Source:
>> begin

Thursday, July 31, 2008

Astrum Rebelle

"Why should the candid sun excel
My native light, and blind the eye
Of man to my fierce dignity?
It better were he did compel
Me hence, so falling I might spend
My flames to scar His heavenlies,
And quench my hate beneath the seas,
To some strange depth my pathway bend,
And take my end."

-Thomas Banks-

Tuesday, July 29, 2008

Thoughts That Kneel

From the first moment we begin to grow in them, our thoughts dictate to us our chief concerns. Those matters we have pondered are the only ones on which we can act with sober policy. The proportion of thought, then, that we allow to each human dilemma testifies to how sensitive or indifferent we are to every circumstance we confront.
Certainly it is of no small moment that we conduct ourselves in our appointed offices with the humility that reflection by itself cannot produce. A critically minded person can measure how wide a margin lies between himself and the perfected execution of whatever he must perform, but untempered by humility, and unwilling to admit where he is weak, he breaks himself upon hard surfaces. A sharp intellect submitted to the uses of life means little if can take no punishment.

>> end

Raw data:
>> begin

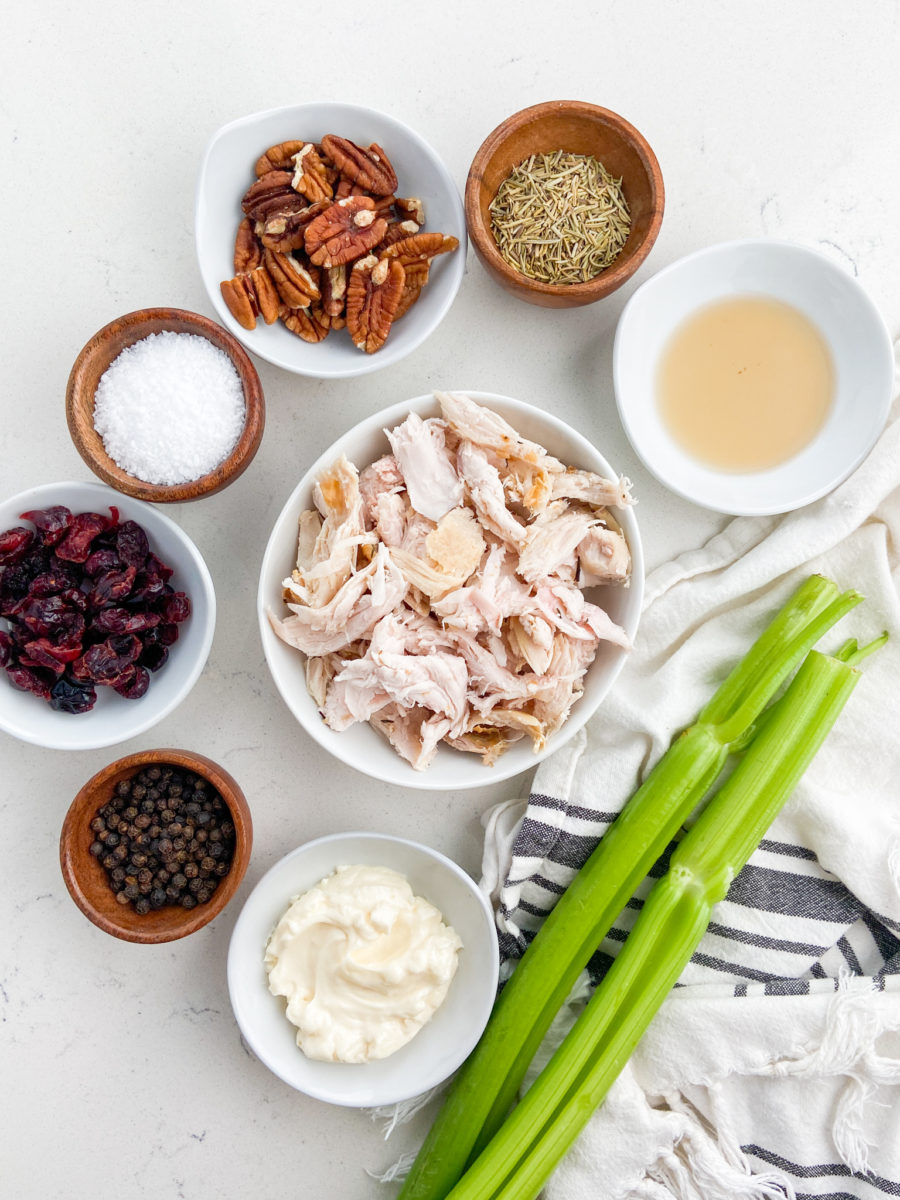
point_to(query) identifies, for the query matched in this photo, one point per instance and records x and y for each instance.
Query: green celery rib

>> end

What the task asks: Please retype the two blog posts in full, keeping every word and mark unchanged. The lines have no connection to the blog posts.

The result:
Thursday, July 31, 2008

Astrum Rebelle

"Why should the candid sun excel
My native light, and blind the eye
Of man to my fierce dignity?
It better were he did compel
Me hence, so falling I might spend
My flames to scar His heavenlies,
And quench my hate beneath the seas,
To some strange depth my pathway bend,
And take my end."

-Thomas Banks-

Tuesday, July 29, 2008

Thoughts That Kneel

From the first moment we begin to grow in them, our thoughts dictate to us our chief concerns. Those matters we have pondered are the only ones on which we can act with sober policy. The proportion of thought, then, that we allow to each human dilemma testifies to how sensitive or indifferent we are to every circumstance we confront.
Certainly it is of no small moment that we conduct ourselves in our appointed offices with the humility that reflection by itself cannot produce. A critically minded person can measure how wide a margin lies between himself and the perfected execution of whatever he must perform, but untempered by humility, and unwilling to admit where he is weak, he breaks himself upon hard surfaces. A sharp intellect submitted to the uses of life means little if can take no punishment.